ЧТО СДЕЛАТЬ:
1. Какими словами описан характер директора в отрывке о школьной юности, во фразе, начинающейся с «Мы были анархисты»?
2. Продолжите отрывок о школьной юности, начиная сразу после его последнего предложения.

ВЫБРАННЫЙ ОТРЫВОК:
Было тревожно, тяжело и здорово быть молодым, постоянная проблема, бесконечное блаженство. Ко всем, кто прозевал это сладостно-возбуждающее состояние и как растяпа постарел, мы испытывали сострадание с примесью пренебрежения. Неужели когда-то раньше ненавидели и даже боялись своих учителей? Это, должно быть, было давно. Старые люди заслуживали нашей жалости. Чего же еще? Директор Штехе, например, посмотрите только, как он жалок! Уже под пятьдесят, мешки под глазами, а все еще разыгрывает из себя «камерада» молодежи! Даже не знаешь, смеяться или плакать от такой наивности…
На самом деле если добрый Штехе и мог вызвать сострадание, то вовсе не из-за своего пожилого возраста, а оттого, что мы делали его жизнь весьма тяжелой. Он добросовестно старался соединить высокопарные идеалы и чаяния молодежного движения с каким-то минимумом организаторской дисциплины и научной методики. Его усилия разбивались о нашу строптивость. Мы были анархисты; директор, мягкий, чувствительный человек без динамики, без фантазии, не справлялся с нами. Мы подрывали его авторитет, разрушали его школу.

Записанные данные:

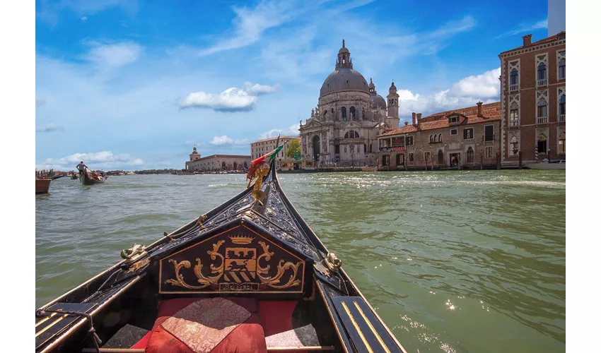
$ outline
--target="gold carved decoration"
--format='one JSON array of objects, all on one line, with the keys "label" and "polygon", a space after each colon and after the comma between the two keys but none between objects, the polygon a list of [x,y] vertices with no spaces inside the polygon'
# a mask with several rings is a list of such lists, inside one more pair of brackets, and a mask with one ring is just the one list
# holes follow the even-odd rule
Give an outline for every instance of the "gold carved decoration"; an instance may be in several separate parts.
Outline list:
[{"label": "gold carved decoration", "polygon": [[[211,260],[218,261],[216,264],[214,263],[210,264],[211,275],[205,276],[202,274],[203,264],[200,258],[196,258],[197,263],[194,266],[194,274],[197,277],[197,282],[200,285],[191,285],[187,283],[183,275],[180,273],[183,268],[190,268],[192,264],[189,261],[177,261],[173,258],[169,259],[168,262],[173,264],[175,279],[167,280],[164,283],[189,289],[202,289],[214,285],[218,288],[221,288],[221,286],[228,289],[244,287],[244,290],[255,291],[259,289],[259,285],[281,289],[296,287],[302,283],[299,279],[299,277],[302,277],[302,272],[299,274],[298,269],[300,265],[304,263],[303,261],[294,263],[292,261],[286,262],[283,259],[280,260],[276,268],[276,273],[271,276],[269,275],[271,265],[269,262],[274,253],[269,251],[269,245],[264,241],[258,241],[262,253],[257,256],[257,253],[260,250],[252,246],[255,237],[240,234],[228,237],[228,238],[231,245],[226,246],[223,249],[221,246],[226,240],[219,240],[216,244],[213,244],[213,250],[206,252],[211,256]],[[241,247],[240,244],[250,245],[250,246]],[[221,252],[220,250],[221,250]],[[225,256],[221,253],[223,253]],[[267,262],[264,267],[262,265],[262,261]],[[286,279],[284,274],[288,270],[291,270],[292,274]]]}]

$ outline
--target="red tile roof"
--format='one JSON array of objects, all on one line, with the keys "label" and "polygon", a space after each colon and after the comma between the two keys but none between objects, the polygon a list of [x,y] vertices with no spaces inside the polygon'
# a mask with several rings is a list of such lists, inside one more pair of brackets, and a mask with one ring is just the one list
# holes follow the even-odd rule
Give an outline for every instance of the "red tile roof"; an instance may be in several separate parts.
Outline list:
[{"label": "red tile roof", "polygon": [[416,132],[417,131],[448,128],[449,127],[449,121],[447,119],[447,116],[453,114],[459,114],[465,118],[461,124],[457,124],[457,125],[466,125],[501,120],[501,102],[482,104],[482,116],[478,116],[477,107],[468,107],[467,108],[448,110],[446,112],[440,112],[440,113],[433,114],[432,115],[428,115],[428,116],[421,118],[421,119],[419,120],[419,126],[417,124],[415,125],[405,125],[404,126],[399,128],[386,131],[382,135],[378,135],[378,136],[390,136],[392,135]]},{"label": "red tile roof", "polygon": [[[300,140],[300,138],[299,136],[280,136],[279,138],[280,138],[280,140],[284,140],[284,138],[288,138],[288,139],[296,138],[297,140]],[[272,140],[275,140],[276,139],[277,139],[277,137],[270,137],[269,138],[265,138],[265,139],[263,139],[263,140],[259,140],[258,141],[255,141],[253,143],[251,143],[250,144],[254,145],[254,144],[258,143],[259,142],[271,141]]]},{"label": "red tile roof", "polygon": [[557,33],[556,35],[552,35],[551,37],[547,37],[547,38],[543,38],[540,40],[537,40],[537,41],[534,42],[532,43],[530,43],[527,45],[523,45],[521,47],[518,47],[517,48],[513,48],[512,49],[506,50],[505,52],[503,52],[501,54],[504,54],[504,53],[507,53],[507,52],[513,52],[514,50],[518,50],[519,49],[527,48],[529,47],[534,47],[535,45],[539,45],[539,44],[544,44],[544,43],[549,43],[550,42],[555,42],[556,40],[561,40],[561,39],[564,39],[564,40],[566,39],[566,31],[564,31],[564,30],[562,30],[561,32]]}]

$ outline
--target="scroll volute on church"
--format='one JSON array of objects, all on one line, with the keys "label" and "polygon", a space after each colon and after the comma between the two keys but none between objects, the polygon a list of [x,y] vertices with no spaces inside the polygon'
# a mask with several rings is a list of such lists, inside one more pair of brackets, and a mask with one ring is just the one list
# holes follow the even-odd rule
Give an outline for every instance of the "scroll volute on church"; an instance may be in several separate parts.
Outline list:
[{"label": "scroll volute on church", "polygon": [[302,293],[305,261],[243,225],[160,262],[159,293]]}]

==

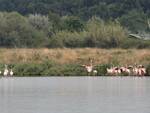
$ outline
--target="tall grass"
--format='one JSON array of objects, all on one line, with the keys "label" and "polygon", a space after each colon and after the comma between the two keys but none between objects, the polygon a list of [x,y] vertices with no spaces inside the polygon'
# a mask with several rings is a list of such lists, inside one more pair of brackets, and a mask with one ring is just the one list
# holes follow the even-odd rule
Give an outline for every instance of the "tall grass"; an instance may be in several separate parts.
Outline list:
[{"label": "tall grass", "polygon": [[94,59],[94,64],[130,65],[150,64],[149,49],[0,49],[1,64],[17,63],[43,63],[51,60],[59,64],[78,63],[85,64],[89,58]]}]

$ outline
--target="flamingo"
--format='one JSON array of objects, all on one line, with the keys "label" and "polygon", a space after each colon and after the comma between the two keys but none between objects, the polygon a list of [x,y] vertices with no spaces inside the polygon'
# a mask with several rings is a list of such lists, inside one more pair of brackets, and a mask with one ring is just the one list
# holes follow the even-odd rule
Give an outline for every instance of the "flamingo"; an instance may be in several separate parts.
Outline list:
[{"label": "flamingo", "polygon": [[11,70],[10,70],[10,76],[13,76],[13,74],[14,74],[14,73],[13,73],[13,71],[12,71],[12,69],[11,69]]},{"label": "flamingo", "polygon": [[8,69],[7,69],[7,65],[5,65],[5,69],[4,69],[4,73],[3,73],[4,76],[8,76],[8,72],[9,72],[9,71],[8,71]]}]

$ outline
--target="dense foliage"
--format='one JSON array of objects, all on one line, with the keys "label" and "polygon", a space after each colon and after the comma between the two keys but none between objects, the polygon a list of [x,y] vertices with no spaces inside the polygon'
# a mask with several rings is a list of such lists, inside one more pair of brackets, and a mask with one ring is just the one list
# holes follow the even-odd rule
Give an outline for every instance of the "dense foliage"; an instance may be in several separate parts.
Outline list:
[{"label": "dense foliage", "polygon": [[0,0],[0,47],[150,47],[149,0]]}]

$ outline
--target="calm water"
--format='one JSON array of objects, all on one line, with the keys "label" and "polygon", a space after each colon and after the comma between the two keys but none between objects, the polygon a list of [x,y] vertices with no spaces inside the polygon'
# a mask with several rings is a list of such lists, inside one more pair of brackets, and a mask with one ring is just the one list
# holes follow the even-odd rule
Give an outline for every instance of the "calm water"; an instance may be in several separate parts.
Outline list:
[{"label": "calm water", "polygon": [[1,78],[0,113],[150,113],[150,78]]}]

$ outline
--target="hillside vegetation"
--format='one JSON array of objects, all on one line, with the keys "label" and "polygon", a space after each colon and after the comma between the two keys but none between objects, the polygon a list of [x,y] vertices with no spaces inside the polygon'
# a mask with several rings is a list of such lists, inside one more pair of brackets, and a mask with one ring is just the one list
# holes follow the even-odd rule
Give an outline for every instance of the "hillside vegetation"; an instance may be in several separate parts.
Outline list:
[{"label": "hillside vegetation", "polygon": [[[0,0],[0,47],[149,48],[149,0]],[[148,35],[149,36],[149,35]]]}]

--

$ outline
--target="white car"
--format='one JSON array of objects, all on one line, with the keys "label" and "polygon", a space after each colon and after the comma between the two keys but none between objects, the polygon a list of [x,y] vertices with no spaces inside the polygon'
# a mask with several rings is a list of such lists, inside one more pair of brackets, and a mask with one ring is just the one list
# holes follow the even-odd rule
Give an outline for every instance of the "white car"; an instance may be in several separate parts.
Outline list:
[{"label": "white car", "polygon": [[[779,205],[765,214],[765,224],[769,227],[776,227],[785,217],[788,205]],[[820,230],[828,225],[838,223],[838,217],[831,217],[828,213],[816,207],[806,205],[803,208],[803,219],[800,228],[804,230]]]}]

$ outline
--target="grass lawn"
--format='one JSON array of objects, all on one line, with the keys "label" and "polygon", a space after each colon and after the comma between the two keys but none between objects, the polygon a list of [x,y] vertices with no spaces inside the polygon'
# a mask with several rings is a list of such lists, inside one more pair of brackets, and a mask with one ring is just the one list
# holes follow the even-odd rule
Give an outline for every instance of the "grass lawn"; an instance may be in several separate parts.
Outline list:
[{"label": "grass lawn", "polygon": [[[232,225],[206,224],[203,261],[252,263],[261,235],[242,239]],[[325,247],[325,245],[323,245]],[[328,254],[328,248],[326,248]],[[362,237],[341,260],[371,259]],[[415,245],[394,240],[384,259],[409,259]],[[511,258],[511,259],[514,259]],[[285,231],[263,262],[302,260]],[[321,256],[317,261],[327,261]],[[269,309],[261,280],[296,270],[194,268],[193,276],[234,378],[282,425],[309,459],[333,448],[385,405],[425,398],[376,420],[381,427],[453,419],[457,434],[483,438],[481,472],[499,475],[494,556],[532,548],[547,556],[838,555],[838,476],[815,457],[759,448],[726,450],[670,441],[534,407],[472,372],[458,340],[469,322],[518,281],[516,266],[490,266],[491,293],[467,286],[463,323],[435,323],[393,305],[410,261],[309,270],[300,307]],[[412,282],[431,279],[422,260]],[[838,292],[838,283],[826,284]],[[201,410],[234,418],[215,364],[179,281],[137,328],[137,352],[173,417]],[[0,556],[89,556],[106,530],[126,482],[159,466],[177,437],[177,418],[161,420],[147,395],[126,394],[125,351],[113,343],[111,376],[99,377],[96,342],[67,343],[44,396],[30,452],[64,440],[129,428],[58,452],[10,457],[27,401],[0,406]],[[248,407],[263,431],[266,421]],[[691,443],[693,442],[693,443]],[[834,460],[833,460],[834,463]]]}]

ОТВЕТЫ:
1. Мягкий, чувствительный, без динамики, без фантазии.

2.
Штехе признал себя побежденным. Старшие классы его сельской школы-интерната были закрыты. Не кто иной, как сам директор, посоветовал забрать домой своих своевольных детей.
В Бергшуле мы нашли новых друзей, с которыми расставались неохотно. Некоторым из этих отношений суждено было стать продолжительными, прежде всего моему сердечному товариществу с толстой Герт, из которой потом получилась тонкая, красивая, больная Герт. Она была сиротой неопределенно аристократического происхождения, удочеренная зажиточной франкфуртской супружеской четой. Мы звали ее «слоненок» из-за исполинской полноты. Большой изогнутый рот, карие глаза смеялись на ее широком, милом детском лице. С каким неистовством, с каким энтузиазмом кинулась она в авантюру нашей дружбы! Она не экономила себя, отдаваясь целиком всегда, что бы ни делала. Когда позднее она вознамерилась загубить себя, то выказала при этом такое же экзальтированное рвение, какое прежде проявляла в играх и в нежности. Во времена Бергшуле она начиняла себя до отказа шоколадом; десять лет спустя это были уколы морфия, к ним она пристрастилась, и так пристрастилась, что скоро лишилась бренной плоти, но никогда, до самого горького конца, — детскости смеющегося взгляда… Толстая Герт — слишком стройная Герт во власти яда побывала со мной во многих городах и на многих побережьях. Но так прекрасно и весело, как тогда в Бергшуле, нам уже больше никогда не было.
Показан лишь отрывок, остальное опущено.